**Qué hacer**
Selecciona cada línea de las filas que contenga la palabra "front" y cópiala tal como aparece.

**Filas de datos**
==================================================

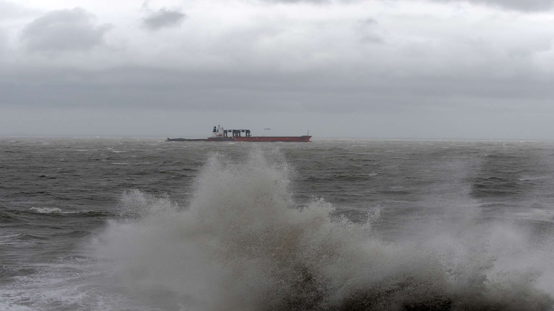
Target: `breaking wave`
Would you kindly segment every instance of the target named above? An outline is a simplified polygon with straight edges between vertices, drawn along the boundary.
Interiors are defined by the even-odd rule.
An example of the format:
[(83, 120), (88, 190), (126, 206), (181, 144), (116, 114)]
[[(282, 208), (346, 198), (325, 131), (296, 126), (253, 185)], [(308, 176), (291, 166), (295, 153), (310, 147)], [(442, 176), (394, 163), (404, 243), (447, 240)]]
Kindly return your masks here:
[(470, 219), (386, 243), (375, 217), (352, 223), (322, 199), (294, 208), (290, 169), (274, 153), (213, 156), (186, 206), (125, 193), (124, 219), (94, 238), (95, 253), (128, 292), (162, 309), (552, 307), (551, 250), (532, 248), (524, 233)]
[(31, 208), (29, 210), (39, 212), (40, 214), (63, 213), (64, 211), (58, 208)]

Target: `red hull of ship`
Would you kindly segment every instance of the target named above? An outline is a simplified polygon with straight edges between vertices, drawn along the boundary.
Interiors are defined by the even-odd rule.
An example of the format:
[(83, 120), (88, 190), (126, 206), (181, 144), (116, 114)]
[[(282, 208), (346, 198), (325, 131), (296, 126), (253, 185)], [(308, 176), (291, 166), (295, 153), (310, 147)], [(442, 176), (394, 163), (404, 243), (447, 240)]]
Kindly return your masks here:
[(235, 137), (235, 142), (284, 142), (307, 143), (310, 141), (311, 136), (304, 135), (302, 136), (250, 136), (248, 137)]

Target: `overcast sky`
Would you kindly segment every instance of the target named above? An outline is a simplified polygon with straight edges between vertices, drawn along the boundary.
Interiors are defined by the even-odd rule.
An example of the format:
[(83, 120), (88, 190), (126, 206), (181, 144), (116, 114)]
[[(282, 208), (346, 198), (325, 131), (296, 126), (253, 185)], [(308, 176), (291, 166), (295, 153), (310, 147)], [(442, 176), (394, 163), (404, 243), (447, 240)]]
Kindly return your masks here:
[(0, 0), (0, 135), (554, 138), (553, 3)]

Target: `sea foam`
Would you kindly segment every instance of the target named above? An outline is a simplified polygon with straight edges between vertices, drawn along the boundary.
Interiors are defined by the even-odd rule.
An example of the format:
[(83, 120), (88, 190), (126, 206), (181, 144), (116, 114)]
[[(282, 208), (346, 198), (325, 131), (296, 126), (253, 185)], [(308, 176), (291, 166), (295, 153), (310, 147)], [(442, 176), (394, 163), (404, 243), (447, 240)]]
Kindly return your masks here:
[(186, 206), (125, 193), (122, 219), (93, 241), (96, 256), (141, 303), (163, 309), (551, 308), (552, 252), (524, 233), (470, 219), (385, 243), (375, 217), (353, 224), (322, 199), (295, 208), (291, 170), (269, 153), (214, 155)]

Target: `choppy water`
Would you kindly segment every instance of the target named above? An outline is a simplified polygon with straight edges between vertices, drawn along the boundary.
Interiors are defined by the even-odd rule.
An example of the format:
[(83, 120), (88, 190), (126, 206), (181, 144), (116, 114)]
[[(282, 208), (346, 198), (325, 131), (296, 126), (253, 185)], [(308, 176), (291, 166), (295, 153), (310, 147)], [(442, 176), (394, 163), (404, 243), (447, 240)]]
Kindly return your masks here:
[(0, 139), (0, 310), (552, 310), (554, 142)]

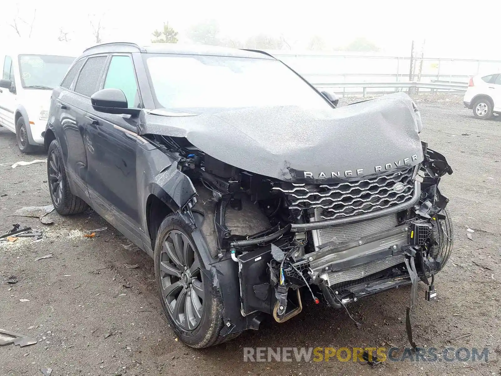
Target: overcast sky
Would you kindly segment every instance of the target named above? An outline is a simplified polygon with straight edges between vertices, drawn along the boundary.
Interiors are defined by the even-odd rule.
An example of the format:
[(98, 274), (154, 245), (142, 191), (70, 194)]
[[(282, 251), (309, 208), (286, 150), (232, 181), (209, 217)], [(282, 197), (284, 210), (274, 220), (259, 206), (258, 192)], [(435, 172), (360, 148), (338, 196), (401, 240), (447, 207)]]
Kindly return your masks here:
[(1, 1), (0, 45), (19, 38), (11, 26), (17, 15), (22, 36), (27, 36), (29, 26), (20, 18), (31, 23), (36, 10), (31, 39), (57, 41), (62, 28), (72, 42), (82, 48), (94, 44), (91, 20), (96, 24), (101, 20), (103, 42), (147, 43), (152, 32), (161, 28), (164, 22), (179, 32), (180, 42), (188, 42), (184, 36), (187, 29), (213, 19), (222, 36), (244, 40), (264, 33), (283, 36), (297, 48), (314, 36), (333, 47), (364, 37), (383, 53), (408, 56), (413, 39), (418, 44), (426, 40), (425, 56), (428, 57), (501, 60), (501, 49), (496, 44), (500, 35), (499, 0), (483, 0), (480, 11), (471, 3), (440, 0)]

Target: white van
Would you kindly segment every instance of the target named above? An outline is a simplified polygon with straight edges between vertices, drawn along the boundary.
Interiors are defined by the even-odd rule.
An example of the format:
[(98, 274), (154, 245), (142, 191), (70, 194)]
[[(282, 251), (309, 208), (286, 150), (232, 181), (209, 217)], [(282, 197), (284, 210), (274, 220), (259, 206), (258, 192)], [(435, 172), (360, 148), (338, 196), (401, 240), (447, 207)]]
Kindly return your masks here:
[(52, 89), (75, 60), (62, 45), (48, 49), (16, 46), (0, 50), (0, 126), (15, 132), (20, 150), (44, 144)]

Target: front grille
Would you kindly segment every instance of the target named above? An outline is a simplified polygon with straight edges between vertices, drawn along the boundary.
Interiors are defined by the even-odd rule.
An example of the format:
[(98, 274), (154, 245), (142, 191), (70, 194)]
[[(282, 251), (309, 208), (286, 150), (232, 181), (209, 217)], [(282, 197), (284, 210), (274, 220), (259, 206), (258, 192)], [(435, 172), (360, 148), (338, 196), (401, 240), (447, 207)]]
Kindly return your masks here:
[[(315, 209), (315, 221), (346, 218), (410, 202), (414, 196), (413, 168), (386, 175), (335, 184), (294, 184), (285, 193), (291, 209)], [(401, 183), (401, 192), (395, 191)]]
[(404, 262), (405, 259), (405, 256), (404, 255), (399, 255), (377, 261), (368, 262), (346, 270), (331, 272), (327, 273), (327, 282), (329, 286), (332, 286), (345, 281), (352, 281), (354, 279), (363, 278), (387, 268)]
[(328, 242), (336, 243), (351, 242), (376, 234), (381, 234), (398, 225), (396, 216), (394, 213), (361, 222), (338, 225), (318, 230), (319, 243), (323, 244)]

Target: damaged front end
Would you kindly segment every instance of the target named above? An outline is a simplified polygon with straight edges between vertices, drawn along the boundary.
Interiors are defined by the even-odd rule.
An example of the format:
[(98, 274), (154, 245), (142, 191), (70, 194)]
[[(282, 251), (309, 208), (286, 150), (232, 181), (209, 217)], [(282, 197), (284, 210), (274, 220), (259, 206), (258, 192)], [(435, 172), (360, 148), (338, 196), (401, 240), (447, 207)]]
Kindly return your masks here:
[(193, 183), (196, 196), (178, 212), (205, 245), (206, 272), (224, 305), (222, 335), (257, 329), (263, 313), (283, 322), (303, 301), (346, 309), (408, 284), (411, 309), (420, 280), (426, 299), (436, 298), (434, 276), (452, 246), (449, 200), (438, 185), (452, 170), (419, 141), (417, 128), (409, 127), (391, 163), (364, 160), (363, 168), (327, 173), (289, 162), (276, 168), (273, 156), (263, 169), (247, 162), (247, 169), (214, 156), (222, 152), (202, 149), (189, 133), (145, 135), (176, 156), (177, 169)]

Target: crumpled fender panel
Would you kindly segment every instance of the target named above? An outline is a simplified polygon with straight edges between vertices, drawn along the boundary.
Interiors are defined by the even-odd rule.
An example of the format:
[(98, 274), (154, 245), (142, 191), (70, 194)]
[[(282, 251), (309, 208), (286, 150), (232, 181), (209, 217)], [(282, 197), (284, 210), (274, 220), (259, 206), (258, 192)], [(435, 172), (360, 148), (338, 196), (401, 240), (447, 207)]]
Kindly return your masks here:
[[(139, 133), (185, 137), (214, 158), (264, 176), (329, 183), (420, 163), (416, 113), (410, 98), (398, 93), (335, 109), (281, 106), (212, 109), (196, 116), (148, 113)], [(305, 171), (312, 177), (305, 178)]]
[(421, 200), (416, 213), (429, 219), (444, 209), (449, 202), (449, 199), (438, 189), (438, 183), (442, 176), (446, 173), (452, 174), (453, 171), (445, 157), (428, 149), (426, 142), (421, 143), (424, 159), (421, 168), (424, 171), (424, 176), (421, 183)]

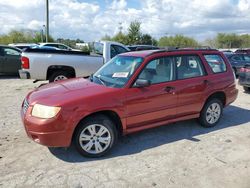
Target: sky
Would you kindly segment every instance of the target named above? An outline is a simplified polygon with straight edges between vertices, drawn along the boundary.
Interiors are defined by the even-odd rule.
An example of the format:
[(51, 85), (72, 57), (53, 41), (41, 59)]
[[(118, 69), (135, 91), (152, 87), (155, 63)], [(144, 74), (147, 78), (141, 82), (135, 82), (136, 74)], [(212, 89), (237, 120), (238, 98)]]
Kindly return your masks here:
[[(97, 41), (126, 33), (132, 21), (159, 39), (182, 34), (198, 41), (219, 32), (250, 34), (250, 0), (49, 0), (54, 38)], [(41, 31), (45, 0), (0, 0), (0, 34), (12, 29)]]

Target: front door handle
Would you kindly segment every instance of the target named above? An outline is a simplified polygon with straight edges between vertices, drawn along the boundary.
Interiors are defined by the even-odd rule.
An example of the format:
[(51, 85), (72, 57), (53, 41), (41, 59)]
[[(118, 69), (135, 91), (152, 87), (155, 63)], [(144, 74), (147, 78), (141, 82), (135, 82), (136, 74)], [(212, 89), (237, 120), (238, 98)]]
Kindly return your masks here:
[(206, 84), (206, 85), (209, 84), (209, 81), (208, 81), (208, 80), (204, 80), (203, 82), (204, 82), (204, 84)]
[(167, 93), (173, 93), (174, 90), (175, 90), (175, 88), (172, 86), (167, 86), (164, 89), (164, 91), (166, 91)]

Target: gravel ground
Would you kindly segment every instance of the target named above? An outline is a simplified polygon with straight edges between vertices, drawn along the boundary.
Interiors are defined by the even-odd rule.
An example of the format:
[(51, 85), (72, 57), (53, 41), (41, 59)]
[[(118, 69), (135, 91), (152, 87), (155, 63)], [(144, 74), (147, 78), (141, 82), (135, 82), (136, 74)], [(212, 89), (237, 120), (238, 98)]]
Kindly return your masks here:
[(31, 80), (0, 77), (0, 187), (250, 187), (250, 94), (217, 127), (195, 120), (123, 137), (105, 158), (29, 140), (20, 119)]

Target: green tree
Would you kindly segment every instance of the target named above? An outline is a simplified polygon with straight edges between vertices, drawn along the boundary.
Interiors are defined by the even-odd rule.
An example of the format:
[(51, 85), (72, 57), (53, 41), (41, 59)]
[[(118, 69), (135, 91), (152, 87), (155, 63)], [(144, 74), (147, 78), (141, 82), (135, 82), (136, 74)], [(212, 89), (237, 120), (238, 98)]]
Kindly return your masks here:
[(122, 44), (128, 45), (129, 39), (127, 35), (123, 34), (122, 32), (117, 33), (113, 38), (112, 41), (120, 42)]
[(159, 46), (161, 47), (197, 47), (199, 43), (190, 37), (186, 37), (183, 35), (175, 35), (174, 37), (161, 37), (159, 40)]
[(157, 40), (154, 39), (151, 35), (149, 34), (143, 34), (141, 36), (141, 44), (147, 44), (147, 45), (154, 45), (157, 46)]
[(235, 33), (218, 33), (216, 36), (217, 48), (239, 48), (242, 40)]
[(129, 44), (141, 44), (141, 22), (133, 21), (130, 23), (127, 37)]

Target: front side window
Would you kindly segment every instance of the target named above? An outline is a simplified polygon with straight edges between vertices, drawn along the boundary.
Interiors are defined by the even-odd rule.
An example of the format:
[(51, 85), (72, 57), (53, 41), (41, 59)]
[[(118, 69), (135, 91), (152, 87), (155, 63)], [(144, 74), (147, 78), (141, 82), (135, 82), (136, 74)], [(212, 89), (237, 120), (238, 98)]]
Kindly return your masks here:
[(200, 58), (197, 55), (175, 57), (177, 79), (194, 78), (205, 75)]
[(19, 56), (20, 53), (17, 50), (11, 49), (11, 48), (5, 48), (4, 54), (8, 56)]
[(171, 57), (161, 57), (150, 61), (138, 78), (149, 80), (151, 84), (174, 80), (173, 59)]
[(243, 61), (243, 58), (240, 55), (235, 55), (235, 56), (232, 57), (232, 60), (233, 61)]
[(141, 57), (116, 56), (93, 75), (92, 81), (108, 87), (122, 88), (142, 62)]
[(226, 72), (227, 67), (220, 55), (217, 54), (209, 54), (204, 55), (208, 65), (211, 67), (213, 73), (221, 73)]

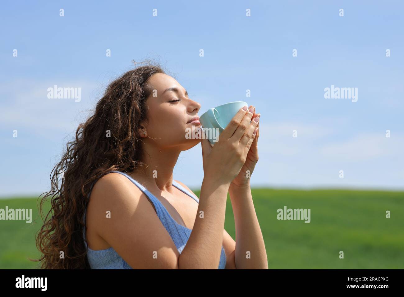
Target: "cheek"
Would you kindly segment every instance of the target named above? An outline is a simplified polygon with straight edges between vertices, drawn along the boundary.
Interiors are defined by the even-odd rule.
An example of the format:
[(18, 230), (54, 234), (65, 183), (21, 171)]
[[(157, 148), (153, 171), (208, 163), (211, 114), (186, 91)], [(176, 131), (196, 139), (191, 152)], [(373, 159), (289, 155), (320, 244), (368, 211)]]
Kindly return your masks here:
[(152, 121), (149, 126), (150, 133), (162, 139), (167, 136), (179, 136), (185, 133), (187, 127), (191, 126), (187, 124), (187, 120), (180, 111), (161, 110), (153, 115)]

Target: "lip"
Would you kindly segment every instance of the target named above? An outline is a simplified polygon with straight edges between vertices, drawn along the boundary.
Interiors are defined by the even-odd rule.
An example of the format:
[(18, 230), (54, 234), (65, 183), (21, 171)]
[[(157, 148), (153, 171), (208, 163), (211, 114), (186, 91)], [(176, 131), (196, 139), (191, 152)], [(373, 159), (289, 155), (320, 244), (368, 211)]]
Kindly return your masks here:
[(199, 121), (199, 120), (195, 120), (194, 121), (192, 121), (192, 122), (190, 122), (188, 124), (193, 124), (196, 125), (200, 125), (201, 124), (200, 122)]
[(187, 122), (187, 124), (191, 124), (191, 123), (192, 124), (200, 124), (199, 122), (199, 117), (194, 116)]

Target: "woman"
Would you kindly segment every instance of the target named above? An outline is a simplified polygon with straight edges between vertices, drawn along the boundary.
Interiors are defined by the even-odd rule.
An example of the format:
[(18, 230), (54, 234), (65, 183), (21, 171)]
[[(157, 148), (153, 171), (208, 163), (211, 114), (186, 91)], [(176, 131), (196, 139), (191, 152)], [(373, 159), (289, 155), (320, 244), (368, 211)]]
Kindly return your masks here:
[[(259, 115), (240, 109), (212, 147), (185, 136), (200, 129), (192, 120), (200, 108), (158, 64), (109, 84), (53, 171), (41, 212), (59, 195), (37, 238), (42, 268), (267, 268), (246, 177), (258, 160)], [(200, 142), (200, 201), (173, 179), (181, 152)], [(223, 229), (228, 192), (237, 244)]]

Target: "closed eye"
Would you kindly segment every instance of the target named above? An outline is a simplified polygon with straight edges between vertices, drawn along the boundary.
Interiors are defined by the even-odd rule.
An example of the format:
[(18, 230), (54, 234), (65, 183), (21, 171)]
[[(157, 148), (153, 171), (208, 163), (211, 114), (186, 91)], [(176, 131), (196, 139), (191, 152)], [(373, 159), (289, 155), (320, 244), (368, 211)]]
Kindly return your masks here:
[(169, 101), (168, 102), (173, 102), (173, 103), (172, 103), (171, 104), (174, 104), (174, 103), (173, 103), (174, 102), (178, 102), (179, 101), (181, 101), (181, 99), (179, 99), (177, 100), (171, 100), (170, 101)]

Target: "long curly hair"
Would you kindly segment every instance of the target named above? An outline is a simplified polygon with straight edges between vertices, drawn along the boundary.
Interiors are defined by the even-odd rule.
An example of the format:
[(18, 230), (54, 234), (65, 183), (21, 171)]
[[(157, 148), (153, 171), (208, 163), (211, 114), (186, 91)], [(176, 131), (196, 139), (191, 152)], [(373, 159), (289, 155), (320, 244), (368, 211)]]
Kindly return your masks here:
[(67, 143), (51, 172), (51, 190), (43, 193), (39, 206), (43, 218), (44, 204), (52, 196), (51, 208), (36, 238), (41, 257), (31, 259), (41, 262), (39, 268), (90, 269), (83, 215), (93, 183), (110, 171), (131, 172), (145, 166), (139, 160), (142, 141), (137, 131), (146, 118), (146, 100), (153, 92), (147, 80), (165, 74), (158, 63), (147, 60), (146, 64), (109, 84), (94, 114), (78, 126), (75, 139)]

==================================================

**Solución escrita**
Target: front grille
Target: damaged front end
Target: front door handle
Target: front side window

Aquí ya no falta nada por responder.